*TASK DETAILS*
Could every line of the data be copied out once more, exactly?
━━━━━ MATERIAL FOR THIS EXERCISE
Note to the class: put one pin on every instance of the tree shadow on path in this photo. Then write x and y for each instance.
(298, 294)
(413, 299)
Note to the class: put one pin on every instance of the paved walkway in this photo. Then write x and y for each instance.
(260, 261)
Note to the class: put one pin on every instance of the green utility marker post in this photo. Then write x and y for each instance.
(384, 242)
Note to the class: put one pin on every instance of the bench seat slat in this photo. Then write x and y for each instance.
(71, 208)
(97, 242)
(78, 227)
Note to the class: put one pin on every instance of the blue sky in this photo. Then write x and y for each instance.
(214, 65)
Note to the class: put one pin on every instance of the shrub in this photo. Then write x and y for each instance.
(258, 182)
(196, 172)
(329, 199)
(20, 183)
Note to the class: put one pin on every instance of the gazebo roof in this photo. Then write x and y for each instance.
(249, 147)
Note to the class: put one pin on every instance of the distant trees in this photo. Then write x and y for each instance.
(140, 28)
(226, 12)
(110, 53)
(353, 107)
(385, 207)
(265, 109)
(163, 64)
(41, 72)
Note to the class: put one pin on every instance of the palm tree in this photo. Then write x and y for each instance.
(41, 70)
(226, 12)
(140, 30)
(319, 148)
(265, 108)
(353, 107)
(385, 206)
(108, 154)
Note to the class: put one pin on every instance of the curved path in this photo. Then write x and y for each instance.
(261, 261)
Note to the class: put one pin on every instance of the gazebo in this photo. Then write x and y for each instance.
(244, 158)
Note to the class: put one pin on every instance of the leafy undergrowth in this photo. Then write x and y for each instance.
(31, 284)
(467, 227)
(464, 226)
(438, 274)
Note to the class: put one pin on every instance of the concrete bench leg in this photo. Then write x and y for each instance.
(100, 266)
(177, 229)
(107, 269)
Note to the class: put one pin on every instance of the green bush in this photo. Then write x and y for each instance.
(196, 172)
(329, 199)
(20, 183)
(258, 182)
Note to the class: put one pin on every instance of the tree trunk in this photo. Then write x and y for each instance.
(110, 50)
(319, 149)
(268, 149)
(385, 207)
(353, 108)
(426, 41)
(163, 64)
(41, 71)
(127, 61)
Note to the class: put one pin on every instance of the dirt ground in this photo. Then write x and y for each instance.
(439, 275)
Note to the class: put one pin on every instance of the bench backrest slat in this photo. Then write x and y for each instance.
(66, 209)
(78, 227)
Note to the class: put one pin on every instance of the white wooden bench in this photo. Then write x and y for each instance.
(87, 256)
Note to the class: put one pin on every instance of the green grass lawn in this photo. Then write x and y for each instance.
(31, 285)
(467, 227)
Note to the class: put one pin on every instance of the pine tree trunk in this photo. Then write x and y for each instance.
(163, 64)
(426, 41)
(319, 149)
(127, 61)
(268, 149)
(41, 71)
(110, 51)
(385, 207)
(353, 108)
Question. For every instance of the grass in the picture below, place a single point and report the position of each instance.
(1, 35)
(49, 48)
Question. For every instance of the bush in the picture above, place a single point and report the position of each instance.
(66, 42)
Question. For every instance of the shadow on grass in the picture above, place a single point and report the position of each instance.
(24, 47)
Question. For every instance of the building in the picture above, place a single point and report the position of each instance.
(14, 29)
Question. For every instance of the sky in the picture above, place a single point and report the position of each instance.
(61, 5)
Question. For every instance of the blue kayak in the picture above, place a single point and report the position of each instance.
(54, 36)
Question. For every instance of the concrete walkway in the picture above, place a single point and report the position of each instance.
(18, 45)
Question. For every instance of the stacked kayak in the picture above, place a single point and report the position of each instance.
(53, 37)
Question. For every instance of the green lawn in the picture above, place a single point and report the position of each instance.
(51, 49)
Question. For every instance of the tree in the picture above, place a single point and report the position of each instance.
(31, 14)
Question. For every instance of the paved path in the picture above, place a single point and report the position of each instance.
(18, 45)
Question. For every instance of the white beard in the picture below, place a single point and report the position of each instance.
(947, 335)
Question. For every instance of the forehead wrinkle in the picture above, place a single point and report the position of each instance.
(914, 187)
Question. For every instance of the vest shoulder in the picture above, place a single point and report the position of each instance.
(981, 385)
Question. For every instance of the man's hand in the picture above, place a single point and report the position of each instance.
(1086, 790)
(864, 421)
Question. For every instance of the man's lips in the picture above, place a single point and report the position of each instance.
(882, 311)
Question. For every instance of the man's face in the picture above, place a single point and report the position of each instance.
━━━━━━━━━━
*SOLUTION*
Note to the class: put one pin on every instance of the tree shadow on path in this photo. Then write x and y for each instance.
(298, 294)
(413, 299)
Note to the class: put one pin on every instance of the paved walkway in this photo. Then write x and y for each instance.
(260, 261)
Note to the class: put one pin on every instance of the green utility marker post in this photo. Then write x and y for each instance.
(384, 242)
Note to the class: put one pin on every instance of the bench seat slat in this photo. Then write x and y for each instance.
(71, 208)
(97, 242)
(78, 227)
Note to the class: put one pin on every instance of the blue sky in this photo. Then write x and y for each instance.
(214, 65)
Note to the class: put one pin on every instance of the shrub in this photo. Then write x and y for each instance.
(258, 182)
(196, 172)
(329, 199)
(20, 183)
Note to the class: put one pin on every instance of the gazebo roof in this photo. Then write x and y for each instance.
(249, 147)
Note to the class: put one pin on every instance of the distant trees in this photo. Then write x and y for each instance.
(140, 28)
(226, 12)
(110, 53)
(353, 107)
(385, 207)
(265, 109)
(163, 64)
(41, 72)
Note to the class: put one pin on every instance of the palm tree in this photo. Then write x and y for each instance.
(41, 70)
(226, 12)
(140, 30)
(319, 148)
(265, 108)
(353, 107)
(385, 206)
(108, 154)
Note to the class: put one pin on every instance of the curved path in this photo. Then write x and y for each instance.
(261, 261)
Note to the class: put one pin on every instance of the gazebo in this photo. Then write x and y for each instance.
(244, 158)
Note to the class: put one pin on every instance of the leafy undergrowth in this photo. Then write x and y for each instance.
(31, 284)
(467, 227)
(464, 226)
(438, 274)
Note to the class: put one pin on every instance of the concrete bench leg in this photo. Then write x and y for each instance.
(100, 266)
(177, 229)
(107, 269)
Note to the class: put one pin on every instance of the green bush in this photo. Then write x and y for each instance.
(196, 172)
(329, 199)
(20, 183)
(258, 182)
Note to the class: put one pin on every instance of the tree trunk in this photo. Then write x and y for each instance.
(110, 50)
(319, 149)
(268, 149)
(385, 207)
(353, 108)
(426, 41)
(163, 64)
(41, 71)
(127, 61)
Note to the class: put one pin on every instance of the dirt ground in this photo. Then write x and y for each instance.
(439, 275)
Note to the class: put one pin on every instance of the bench backrest slat in this photo. Then write x and y for each instance.
(66, 209)
(78, 227)
Note to the class: put one pin on every instance of the white wooden bench in this photo. Then write x and y for each instance.
(87, 256)
Note to the class: put one pin on every instance of the green grass lawn in this photo. Then write x and y for each instance.
(31, 285)
(467, 227)
Note to the class: put one pin on every instance of the pine tree trunk in this photo. Then write x and y for each instance.
(163, 64)
(426, 41)
(319, 149)
(127, 61)
(268, 149)
(41, 71)
(110, 51)
(385, 207)
(353, 108)
Question. For every instance of the grass in the picture below, place a single point and report the position of each instance.
(1, 35)
(49, 48)
Question. For every instance of the bush in the picture above, place a single point and report the position of each instance.
(66, 42)
Question. For every instance of the shadow on grass in the picture above, place a single point and report the position of each instance.
(24, 47)
Question. For every instance of the building in the picture above, place a single point and report the position of each instance.
(14, 29)
Question. For every instance of the sky in the picture above, place a single point and report the position of each instance.
(61, 5)
Question. For every instance of the blue kayak in the picture above, place a single point and report the position of each instance.
(54, 36)
Question. For every instance of the concrete walkway in the picture above, place a single point and report the position of each instance.
(18, 45)
Question. For every instance of the stacked kayak in the picture above, place a single point and report the position of each instance.
(53, 37)
Question. For every instance of the green lawn in the picture above, place a single point and report the position of each instance.
(51, 49)
Question. For every instance of the tree in the picture above, place a single point and report the position of each instance.
(31, 14)
Question. For every instance of the paved path in the picture above, place a single point and report the position of each instance.
(18, 45)
Question. For every instance of the white beard in the picture below, place a single point and report the position of each instance.
(947, 335)
Question. For every instance of the forehead wrinkle in the picture above, place a single point and report the position of each instance.
(914, 187)
Question. For every instance of the vest shoulder in the picture above, place a single point and report the position of each instance.
(981, 385)
Question. For every instance of the man's hand in the picture above, place a single point and report the position of each instance.
(1086, 790)
(864, 421)
Question. For every instance of the man's lips in the picture above, place a single point and report the position of each instance.
(882, 311)
Question. For every instance of the man's face in the picture above, place a single point and report the position of each instance.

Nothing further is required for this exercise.